_Given text_
-=-=-

3 Stocks for Your Summer Vacation
Declan is a member of The Motley Fool Blog Network -- entries represent the personal opinion of the blogger and are not formally edited.
The summer vacation season is in full swing. And with that, on many minds will what books to read, rather than what stocks to buy (or sell). The summer season can be a scrappy affair for the market, light trading doing enough to keep the lights on until the fall season. However, there will always be stocks nicely positioned to advance no matter what the season. These 'gentle sea breeze' stocks are just the ticket to for your vacation portfolio.
Acuity Brands (NYSE: AYI) got a handy bump when it released earnings July 2. The provider of lighting solutions saw a 11% jump in sales to $541.5 million, with 20% of sales driven by LED lighting. Its success has largely been driven by the recovery in construction spending, which is up 13% from 2011 lows:
Acuity Brands reported a 20% rise in residential construction over the year, although the company noted a "tepid environment for new non-residential construction". However, the "inconsistency in orders" noted in its earnings call wasn't enough to throw an earnings miss, but it does muddy the outlook on what's expected to be an improved second half of the year. There was also an $8.1 million adjustment attributable to fraud at a freight service provider and a restructuring charge of $7.2 million. With these losses taken into consideration, operating profit for the current quarter came in at $50 million compared to $59.2 million a year earlier.
The company doesn't offer guidance, but it is looking at single digit growth for non-residential construction and is leaning on the renovation (residential) market to drive Q3 sales growth; although it expected residential sales growth to be single digits too. As a positive, profit margins on its growing LED segment should improve as costs for LED components continue to go down. Rival Koninklijke Philips N.V. reported a 38% jump in LED sales during Q1. While cannibalization of non-LED business is to be expected, the robustness of LED sales is good news for both companies in what can be considered a technology upgrade cycle. As a bonus, Acuity Brands 12.2% operating profit margin is comfortably ahead of Koninklijke Philips N.V.'s 7.4% operating margin.
A. Schulman (NASDAQ: SHLM) belongs to the over maligned materials sector. The company opened its recent earnings call with an announced withdrawal of its $6.50 offer for Ferro, but with a few days trading now under its belt the 'bad' news reaction looks to have played out (although not for Ferro). The company did state it was looking for new acquisition opportunities.

-=-=-

_Stored data_
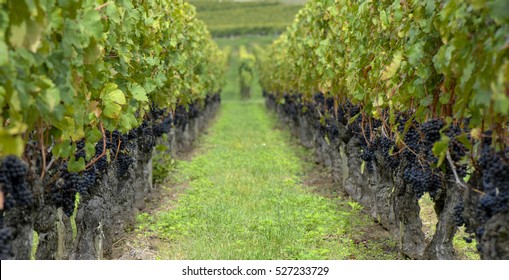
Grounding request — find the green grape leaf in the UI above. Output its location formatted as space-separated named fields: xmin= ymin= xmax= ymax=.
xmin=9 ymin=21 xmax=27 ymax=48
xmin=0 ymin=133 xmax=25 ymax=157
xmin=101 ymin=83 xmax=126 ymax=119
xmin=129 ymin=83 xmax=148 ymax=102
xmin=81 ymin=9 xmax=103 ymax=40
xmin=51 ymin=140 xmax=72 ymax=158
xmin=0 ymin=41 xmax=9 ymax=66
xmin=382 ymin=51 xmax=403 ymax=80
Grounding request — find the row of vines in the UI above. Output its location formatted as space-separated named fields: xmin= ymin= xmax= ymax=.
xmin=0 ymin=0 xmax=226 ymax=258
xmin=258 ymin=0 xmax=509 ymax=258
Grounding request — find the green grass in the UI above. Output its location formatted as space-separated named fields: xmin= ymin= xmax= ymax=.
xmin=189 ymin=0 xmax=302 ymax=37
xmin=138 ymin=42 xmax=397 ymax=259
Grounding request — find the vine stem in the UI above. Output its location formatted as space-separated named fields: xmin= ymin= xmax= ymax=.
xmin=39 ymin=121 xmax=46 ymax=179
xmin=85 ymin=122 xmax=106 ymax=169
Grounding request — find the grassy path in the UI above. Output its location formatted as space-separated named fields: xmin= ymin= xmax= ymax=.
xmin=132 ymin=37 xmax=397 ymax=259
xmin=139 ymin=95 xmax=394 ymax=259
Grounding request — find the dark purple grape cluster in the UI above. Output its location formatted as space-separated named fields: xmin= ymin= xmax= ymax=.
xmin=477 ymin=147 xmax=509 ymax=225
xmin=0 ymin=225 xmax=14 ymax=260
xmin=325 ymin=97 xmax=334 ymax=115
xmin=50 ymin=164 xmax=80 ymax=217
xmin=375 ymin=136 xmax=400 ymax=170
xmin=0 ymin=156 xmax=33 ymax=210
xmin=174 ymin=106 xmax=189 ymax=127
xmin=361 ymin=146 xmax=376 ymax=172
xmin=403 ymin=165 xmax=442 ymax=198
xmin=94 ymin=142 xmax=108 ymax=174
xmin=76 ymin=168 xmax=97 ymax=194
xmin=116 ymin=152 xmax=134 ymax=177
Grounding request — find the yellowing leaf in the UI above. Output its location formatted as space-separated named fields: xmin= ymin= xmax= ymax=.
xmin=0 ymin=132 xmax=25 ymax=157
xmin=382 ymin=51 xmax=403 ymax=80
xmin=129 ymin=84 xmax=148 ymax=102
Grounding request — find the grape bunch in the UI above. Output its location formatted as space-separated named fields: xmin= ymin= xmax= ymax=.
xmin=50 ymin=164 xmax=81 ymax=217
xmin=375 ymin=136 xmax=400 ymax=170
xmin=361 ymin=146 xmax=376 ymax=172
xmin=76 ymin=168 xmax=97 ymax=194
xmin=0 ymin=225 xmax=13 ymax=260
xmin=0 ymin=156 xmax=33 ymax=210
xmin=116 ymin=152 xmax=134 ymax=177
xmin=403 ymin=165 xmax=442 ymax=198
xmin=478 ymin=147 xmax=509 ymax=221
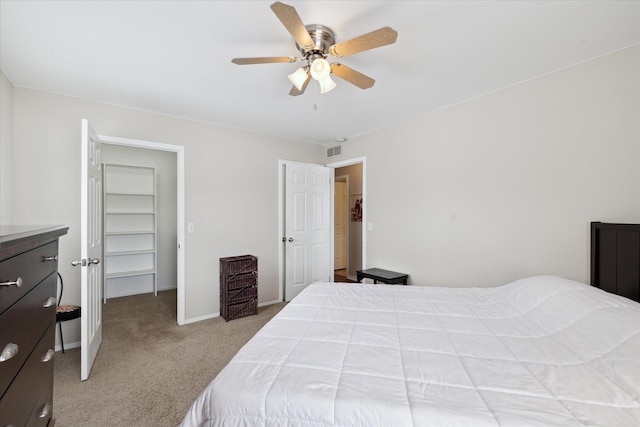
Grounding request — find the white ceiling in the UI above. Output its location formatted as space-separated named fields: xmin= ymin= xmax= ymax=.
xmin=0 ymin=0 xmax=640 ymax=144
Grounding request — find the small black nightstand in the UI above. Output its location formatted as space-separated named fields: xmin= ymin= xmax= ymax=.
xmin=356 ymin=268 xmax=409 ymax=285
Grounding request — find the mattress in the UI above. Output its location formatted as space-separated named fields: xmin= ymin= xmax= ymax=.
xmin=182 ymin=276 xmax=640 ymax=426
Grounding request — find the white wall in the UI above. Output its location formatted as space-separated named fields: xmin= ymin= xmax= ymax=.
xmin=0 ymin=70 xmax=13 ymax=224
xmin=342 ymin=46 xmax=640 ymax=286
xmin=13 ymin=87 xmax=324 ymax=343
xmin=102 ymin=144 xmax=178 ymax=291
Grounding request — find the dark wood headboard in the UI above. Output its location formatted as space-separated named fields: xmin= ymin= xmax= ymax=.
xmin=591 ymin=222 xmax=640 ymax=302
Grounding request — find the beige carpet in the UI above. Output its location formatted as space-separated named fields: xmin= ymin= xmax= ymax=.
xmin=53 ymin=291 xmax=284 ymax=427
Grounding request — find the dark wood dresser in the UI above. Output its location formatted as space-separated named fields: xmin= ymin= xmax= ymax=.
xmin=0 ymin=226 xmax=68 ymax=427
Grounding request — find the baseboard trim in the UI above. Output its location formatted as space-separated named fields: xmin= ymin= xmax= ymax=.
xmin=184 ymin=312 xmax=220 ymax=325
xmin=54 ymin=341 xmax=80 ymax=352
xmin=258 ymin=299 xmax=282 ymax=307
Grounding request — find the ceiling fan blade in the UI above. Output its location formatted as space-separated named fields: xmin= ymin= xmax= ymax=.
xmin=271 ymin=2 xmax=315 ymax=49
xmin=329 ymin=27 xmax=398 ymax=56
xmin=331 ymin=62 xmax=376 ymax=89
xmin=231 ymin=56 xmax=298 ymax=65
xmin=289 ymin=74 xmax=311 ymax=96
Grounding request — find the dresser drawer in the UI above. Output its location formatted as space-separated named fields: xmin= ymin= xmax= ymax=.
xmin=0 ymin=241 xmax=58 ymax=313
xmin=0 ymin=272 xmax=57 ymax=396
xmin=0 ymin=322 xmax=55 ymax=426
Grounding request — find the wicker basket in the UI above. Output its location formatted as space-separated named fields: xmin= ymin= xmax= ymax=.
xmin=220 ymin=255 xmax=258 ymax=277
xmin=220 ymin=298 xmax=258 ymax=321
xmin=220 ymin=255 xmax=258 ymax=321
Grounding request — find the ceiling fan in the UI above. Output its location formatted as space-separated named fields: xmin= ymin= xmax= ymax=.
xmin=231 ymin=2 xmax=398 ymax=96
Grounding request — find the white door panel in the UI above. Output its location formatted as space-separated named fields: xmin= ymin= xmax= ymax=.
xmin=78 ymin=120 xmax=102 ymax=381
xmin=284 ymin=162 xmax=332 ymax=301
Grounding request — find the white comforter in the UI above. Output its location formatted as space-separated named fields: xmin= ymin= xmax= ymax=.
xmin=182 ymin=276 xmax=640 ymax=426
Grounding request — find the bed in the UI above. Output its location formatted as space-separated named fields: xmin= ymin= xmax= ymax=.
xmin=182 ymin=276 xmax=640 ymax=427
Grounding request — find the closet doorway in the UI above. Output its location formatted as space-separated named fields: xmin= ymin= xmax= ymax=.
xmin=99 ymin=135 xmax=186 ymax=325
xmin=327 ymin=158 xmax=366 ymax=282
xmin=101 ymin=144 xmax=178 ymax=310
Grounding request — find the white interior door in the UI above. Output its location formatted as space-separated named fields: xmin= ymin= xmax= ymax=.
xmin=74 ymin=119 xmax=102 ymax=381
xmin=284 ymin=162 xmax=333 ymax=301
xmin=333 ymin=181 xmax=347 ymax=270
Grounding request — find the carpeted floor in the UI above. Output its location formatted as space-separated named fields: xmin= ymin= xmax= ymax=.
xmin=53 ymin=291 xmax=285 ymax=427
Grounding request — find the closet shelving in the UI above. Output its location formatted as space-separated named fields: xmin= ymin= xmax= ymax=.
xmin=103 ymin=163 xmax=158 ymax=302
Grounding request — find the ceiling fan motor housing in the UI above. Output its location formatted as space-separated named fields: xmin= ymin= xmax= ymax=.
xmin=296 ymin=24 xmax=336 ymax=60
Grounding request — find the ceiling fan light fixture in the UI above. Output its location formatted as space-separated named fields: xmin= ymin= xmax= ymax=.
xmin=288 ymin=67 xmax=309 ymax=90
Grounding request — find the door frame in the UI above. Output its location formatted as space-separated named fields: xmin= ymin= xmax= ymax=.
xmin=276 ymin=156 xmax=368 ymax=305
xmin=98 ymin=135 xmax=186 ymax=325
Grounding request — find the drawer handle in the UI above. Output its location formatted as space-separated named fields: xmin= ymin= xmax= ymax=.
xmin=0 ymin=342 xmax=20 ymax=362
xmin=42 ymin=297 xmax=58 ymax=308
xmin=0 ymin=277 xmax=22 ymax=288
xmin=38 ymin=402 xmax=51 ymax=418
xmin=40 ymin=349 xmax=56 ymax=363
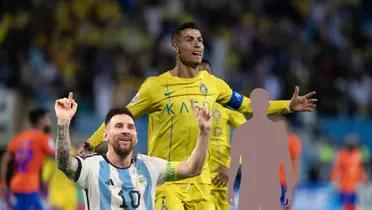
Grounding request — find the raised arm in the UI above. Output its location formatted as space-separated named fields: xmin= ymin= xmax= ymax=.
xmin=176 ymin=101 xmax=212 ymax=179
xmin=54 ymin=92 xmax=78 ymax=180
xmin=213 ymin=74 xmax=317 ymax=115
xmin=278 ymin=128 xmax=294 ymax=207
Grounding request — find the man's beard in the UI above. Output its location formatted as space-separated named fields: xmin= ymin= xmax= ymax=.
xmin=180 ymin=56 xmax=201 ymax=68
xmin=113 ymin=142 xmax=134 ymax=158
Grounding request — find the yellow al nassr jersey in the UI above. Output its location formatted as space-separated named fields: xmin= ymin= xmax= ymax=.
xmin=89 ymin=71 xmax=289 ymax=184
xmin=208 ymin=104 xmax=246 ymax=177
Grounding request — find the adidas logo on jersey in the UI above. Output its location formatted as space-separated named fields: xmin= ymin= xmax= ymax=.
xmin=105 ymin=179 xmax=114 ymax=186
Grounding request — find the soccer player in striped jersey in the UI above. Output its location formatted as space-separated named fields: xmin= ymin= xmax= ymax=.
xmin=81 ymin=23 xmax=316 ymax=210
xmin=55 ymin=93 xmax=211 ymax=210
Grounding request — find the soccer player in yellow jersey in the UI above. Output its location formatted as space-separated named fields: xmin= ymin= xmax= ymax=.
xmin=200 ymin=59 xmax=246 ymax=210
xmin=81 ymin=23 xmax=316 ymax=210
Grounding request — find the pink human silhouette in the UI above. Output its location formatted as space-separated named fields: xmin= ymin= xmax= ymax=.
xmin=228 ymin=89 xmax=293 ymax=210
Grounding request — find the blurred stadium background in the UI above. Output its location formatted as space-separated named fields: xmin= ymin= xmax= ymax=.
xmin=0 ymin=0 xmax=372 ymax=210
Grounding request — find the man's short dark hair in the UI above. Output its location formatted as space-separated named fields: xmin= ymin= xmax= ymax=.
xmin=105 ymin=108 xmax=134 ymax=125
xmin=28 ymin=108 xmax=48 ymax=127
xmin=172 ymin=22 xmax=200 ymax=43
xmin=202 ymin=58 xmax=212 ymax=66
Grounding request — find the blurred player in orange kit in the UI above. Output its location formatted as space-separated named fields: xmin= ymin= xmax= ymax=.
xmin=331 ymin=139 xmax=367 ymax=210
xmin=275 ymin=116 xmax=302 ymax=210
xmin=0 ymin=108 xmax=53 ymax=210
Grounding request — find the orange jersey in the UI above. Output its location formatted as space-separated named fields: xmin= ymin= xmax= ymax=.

-=-=-

_What to do_
(a) List every dollar amount that appears in the article on summer vacation stocks.
(b) Write the next part of the article on summer vacation stocks, continuing after its final sentence about A. Schulman.

_Expected answers_
(a)
$541.5 million
$8.1 million
$7.2 million
$50 million
$59.2 million
$6.50

(b)
The company followed the acquisition update with a "disappointing third quarter" driven by inconsistencies in ordering, and a lack of visibility in Europe - nothing new for the sector here. However, a Brazil restructuring is also pending, and is expected to be complete by Q1 2014. (During the third quarter, A. Schulman was using its Mexican operations to supply Brazil.)
To complicate matters, A. Schulman had underestimated domestic Mexican demand, which added to local operating costs. Collectively, these missteps left the company's Latin-Central American picture in flux, and it was amid a general sense of uncertainty that A. Schulman adjusted guidance to $1.70 to $1.80 for the fiscal year. However, Dow Chemical (featured in June) had similarly commented on an "extremely weak" Europe, but had noted Brazil "remain[ed] fairly strong," as went Latin America as a whole; the region was considered a "bright spot".
Therefore, operational costs driven by the restructuring are likely carrying too much weight on A. Schulman's earnings this year. On another positive note, with a P/E in the mid-teens, A. Schulman trades at a discount to Dow Chemical, although it runs on tighter margins than its larger rival.
Finally, if you are feeling a little feisty for the holidays, there is Bassett Furniture Industries (NASDAQ: BSET) to consider. This is an under-the-radar small/micro-cap stock that will enjoy the same benefits from the recovery of the residential housing market as Acuity Brands. Better still, this is a company with a market cap of $178 million and a bank balance of $48 million. Debt levels sit at a modest $3 million.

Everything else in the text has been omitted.